* **WRITTEN EXERCISE A**:
Extract each line from the rows below that contains the string "beach".

Briefly NotedThe World Trade Organization's 147 member states locked horns Wednesday to discuss the thorny issue of farm trade, with three groups offering their own answers on how to move talks forward by an end-July deadline, reports AFP. Tim Groser, New Zealand's ambassador to the WTO who is chairing the three days of consultations, said there were signs of a desire to devise a framework for agriculture negotiations by July 31. But he warned participants against holding back until the last minute.

US aid experts are this week visiting 16 low-income countries selected to receive aid as a reward for good governance in a multibillion dollar program that has won high praise for the Bush administration, notes the FT. The administration has in effect created a new category of countries eligible for US aid through the Millennium Challenge Account. It is meant to be free from bias in allocating the money, $1 billion this year and $2.5 billion requested from Congress for 2005. Paul Applegarth, head of the Millennium Challenge Corporation, which administers the fund, said the project was about "government leadership", adding that the 16 selected countries must now propose their own projects and administer them.

Agence France Presse notes that the African Union and UNDP have signed a $4.2-million agreement to promote the continent's participation in world trade negotiations, according to a AU statement on Wednesday. "The UNDP is expected to contribute $1.65 million of the cost of the project over the next three years and the balance will be contributed by participating partners," the statement said. The partners include the UN Economic Commission of Africa (ECA), World Bank, Britain's Department for International Development (DfID) and Nordic countries. The facility will assist African countries participating in the Doha Round of the WTO global free-trade talks.

Robert Mugabe was accused Wednesday of attempting to censor Zimbabwe's email traffic after his government ordered service providers to stop any correspondence that the regime deemed "malicious," reports The Guardian (UK). A new contract, which must be signed for the companies to have access to telephone lines, states that the "use of the network for anti-national activities" will be regarded as "an offence punishable under Zimbabwe law". The service providers have been told to promptly report the senders of offensive messages to the government. The firms regard this as an impossible task.

South Africa is leading a five-country project to harness the vast, but barely tapped, hydroelectric potential of the Congo river, reports the FT. Eskom, the state-owned utility, has joined its counterparts in Botswana, Namibia, Angola and Democratic Republic of Congo in a scheme to rehabilitate and upgrade the Inga plant near the river's mouth. Company managers speak of knitting together the continent's four regional power pools into a single pan-African grid, with Inga at its heart. The rapids at Inga, if fully exploited, could generate twice the power of China's Three Gorges dam, enough to light up Africa and export to Europe as well.

In a surprising show of confidence, Prime Minister Ariel Sharon said Wednesday that he expected his deeply divided cabinet to give its approval on Sunday for his broad plan to withdraw Israeli settlers and soldiers from the Gaza Strip, reports The New York Times. A solid majority of Israelis back the plan, according to opinion surveys, but Sharon is still struggling to get the support of his 23 cabinet members, who are split 12 to 11 against it, according to the Israeli news media. It is not clear that any of the cabinet ministers have changed their positions in recent days.

* **WRITTEN EXERCISE B**:
According to the news briefs above, how much is the UNDP expected to contribute to the African Union trade project?

Location annotation dataset excerpts
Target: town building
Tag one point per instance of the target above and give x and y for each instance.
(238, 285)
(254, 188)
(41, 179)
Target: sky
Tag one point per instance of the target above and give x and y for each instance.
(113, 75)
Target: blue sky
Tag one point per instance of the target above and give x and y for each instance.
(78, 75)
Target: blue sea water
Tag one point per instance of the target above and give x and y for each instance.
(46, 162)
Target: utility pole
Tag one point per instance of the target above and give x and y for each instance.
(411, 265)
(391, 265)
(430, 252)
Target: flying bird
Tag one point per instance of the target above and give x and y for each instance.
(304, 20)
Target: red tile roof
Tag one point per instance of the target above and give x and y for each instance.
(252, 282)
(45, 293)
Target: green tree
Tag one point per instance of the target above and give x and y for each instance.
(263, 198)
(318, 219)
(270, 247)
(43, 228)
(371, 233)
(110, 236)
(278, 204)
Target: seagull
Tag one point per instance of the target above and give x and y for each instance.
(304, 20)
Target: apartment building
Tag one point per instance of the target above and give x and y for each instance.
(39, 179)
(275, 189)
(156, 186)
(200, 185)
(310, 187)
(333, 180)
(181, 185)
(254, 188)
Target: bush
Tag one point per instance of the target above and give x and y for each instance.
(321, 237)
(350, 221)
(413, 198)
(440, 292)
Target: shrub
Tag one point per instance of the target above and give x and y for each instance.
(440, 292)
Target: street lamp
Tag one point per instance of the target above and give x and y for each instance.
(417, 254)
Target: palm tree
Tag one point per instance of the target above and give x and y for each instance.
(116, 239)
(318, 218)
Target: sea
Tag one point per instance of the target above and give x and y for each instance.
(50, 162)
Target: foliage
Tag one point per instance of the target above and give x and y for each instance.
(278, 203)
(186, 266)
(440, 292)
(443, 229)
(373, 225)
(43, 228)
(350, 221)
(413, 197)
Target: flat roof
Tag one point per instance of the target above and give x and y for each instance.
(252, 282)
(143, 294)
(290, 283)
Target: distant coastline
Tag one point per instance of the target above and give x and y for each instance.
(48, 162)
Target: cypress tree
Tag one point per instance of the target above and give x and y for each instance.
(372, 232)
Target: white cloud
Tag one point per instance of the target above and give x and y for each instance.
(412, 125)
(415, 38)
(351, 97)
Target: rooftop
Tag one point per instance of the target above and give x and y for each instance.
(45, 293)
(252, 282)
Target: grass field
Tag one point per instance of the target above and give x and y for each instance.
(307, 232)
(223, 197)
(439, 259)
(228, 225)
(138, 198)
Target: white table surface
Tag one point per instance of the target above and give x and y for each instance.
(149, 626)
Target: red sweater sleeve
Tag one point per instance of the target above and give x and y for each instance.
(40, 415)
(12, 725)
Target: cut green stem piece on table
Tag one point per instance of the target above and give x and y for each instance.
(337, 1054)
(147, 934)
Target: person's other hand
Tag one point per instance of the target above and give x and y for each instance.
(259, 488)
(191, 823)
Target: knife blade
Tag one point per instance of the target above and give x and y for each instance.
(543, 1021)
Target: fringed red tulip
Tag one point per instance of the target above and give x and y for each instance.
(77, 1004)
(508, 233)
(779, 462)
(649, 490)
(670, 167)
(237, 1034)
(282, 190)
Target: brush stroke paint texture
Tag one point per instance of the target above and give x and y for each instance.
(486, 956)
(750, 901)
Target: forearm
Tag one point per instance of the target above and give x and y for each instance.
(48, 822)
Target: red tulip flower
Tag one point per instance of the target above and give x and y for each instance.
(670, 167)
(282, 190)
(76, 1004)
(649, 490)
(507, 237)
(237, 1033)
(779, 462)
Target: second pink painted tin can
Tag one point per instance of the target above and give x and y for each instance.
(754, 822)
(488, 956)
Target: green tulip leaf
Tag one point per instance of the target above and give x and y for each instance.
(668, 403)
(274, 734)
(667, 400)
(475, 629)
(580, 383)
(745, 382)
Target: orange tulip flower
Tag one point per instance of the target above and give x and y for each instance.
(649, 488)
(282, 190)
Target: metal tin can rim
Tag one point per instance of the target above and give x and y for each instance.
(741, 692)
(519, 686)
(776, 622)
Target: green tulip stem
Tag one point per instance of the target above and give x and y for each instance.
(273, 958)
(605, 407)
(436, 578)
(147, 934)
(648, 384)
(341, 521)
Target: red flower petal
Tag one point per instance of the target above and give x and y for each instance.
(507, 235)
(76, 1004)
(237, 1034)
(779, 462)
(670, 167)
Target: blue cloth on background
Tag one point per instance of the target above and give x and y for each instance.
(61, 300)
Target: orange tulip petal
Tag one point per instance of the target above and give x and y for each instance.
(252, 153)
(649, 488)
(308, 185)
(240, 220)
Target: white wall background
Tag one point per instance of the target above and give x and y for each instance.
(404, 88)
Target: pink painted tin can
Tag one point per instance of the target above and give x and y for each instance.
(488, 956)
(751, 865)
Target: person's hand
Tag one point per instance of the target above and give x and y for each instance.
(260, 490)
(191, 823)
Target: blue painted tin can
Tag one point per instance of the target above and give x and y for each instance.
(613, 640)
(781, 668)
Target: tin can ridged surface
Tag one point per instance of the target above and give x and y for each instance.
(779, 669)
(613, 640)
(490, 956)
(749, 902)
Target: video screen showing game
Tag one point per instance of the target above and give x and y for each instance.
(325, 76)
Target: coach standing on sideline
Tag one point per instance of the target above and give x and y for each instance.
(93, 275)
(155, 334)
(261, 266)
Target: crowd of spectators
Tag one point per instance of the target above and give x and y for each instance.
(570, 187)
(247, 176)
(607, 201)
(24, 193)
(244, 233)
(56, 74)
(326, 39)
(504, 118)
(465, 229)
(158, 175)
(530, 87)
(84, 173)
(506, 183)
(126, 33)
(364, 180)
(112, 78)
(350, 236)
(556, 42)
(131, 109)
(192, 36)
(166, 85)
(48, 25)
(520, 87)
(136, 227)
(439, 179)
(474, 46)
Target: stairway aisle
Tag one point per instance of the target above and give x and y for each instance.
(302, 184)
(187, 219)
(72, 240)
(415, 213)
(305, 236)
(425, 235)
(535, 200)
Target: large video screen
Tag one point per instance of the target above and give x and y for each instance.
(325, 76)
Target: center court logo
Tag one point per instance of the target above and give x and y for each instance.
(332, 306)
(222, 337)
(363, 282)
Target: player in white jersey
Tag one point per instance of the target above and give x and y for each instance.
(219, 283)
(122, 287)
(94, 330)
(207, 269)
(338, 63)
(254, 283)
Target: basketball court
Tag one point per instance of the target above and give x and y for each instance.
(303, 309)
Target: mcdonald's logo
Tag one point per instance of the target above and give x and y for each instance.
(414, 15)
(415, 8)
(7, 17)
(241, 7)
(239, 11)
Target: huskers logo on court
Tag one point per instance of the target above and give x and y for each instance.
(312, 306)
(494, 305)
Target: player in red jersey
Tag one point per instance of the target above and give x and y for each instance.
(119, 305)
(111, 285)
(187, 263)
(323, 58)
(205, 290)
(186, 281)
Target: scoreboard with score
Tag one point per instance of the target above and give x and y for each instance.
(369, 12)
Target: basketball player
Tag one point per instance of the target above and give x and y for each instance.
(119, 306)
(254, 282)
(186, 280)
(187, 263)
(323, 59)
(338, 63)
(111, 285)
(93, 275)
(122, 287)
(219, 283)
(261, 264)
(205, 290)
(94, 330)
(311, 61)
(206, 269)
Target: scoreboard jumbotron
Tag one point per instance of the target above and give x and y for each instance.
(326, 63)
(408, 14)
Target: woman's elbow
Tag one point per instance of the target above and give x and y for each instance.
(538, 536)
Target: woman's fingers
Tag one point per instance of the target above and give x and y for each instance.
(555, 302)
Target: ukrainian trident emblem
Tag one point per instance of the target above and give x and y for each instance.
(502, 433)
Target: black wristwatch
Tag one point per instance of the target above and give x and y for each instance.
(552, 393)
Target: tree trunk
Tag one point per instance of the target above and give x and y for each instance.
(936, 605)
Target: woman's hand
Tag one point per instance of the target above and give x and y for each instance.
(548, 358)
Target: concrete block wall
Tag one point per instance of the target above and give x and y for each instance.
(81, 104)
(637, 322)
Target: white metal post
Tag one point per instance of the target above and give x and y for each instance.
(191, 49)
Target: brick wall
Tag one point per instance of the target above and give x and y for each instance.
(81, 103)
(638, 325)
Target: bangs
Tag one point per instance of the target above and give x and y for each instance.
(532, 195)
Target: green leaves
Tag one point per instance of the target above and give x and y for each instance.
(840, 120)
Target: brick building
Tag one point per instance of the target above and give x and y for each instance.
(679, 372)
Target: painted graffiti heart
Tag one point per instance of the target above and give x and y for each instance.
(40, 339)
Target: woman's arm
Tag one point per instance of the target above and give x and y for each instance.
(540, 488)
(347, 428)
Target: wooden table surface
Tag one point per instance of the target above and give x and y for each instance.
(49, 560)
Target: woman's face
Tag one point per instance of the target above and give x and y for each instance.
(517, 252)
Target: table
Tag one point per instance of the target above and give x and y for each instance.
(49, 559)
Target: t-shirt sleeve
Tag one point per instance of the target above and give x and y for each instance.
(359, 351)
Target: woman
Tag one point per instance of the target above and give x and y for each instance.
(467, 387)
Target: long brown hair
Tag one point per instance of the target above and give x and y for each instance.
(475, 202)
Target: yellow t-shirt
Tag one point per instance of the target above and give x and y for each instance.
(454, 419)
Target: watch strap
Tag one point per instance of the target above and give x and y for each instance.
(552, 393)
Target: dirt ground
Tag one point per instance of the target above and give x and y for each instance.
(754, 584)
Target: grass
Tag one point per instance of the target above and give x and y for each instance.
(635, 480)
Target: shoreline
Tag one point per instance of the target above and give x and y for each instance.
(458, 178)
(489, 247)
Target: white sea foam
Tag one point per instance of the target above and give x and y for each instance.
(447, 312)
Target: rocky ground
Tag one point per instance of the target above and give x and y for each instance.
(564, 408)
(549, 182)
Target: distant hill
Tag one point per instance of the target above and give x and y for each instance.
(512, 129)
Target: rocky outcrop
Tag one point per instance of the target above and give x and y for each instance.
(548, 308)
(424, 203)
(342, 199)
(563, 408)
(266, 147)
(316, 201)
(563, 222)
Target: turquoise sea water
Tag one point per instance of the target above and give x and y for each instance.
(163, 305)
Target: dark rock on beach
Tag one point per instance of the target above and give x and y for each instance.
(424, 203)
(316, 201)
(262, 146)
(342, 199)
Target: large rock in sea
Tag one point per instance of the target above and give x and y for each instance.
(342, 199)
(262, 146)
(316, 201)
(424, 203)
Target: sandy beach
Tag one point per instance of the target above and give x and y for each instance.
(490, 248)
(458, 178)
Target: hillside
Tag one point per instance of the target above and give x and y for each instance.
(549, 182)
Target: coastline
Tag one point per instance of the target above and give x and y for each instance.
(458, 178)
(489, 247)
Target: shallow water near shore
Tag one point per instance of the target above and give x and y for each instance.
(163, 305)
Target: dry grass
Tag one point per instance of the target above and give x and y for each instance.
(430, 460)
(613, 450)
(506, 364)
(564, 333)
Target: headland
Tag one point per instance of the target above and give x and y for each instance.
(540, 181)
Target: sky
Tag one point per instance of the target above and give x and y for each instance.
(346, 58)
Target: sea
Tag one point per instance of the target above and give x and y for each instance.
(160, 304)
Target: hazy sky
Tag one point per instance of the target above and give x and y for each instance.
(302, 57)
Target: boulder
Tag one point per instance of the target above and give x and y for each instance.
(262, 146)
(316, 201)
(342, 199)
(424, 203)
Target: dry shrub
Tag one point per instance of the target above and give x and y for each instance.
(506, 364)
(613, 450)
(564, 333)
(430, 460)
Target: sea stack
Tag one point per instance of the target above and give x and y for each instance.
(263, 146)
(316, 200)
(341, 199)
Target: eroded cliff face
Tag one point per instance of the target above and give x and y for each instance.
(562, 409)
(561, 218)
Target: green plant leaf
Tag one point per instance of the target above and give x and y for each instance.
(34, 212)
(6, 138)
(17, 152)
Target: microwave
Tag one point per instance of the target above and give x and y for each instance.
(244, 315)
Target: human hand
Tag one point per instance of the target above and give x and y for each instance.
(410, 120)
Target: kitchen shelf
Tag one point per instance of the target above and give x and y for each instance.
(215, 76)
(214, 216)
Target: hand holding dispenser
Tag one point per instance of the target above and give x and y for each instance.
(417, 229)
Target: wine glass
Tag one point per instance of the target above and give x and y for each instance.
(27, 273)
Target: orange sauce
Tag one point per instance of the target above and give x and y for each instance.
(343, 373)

* **ANSWER A**:
Target: dark rock on beach
Target: sandy beach

* **ANSWER B**:
The UNDP is expected to contribute $1.65 million over the next three years.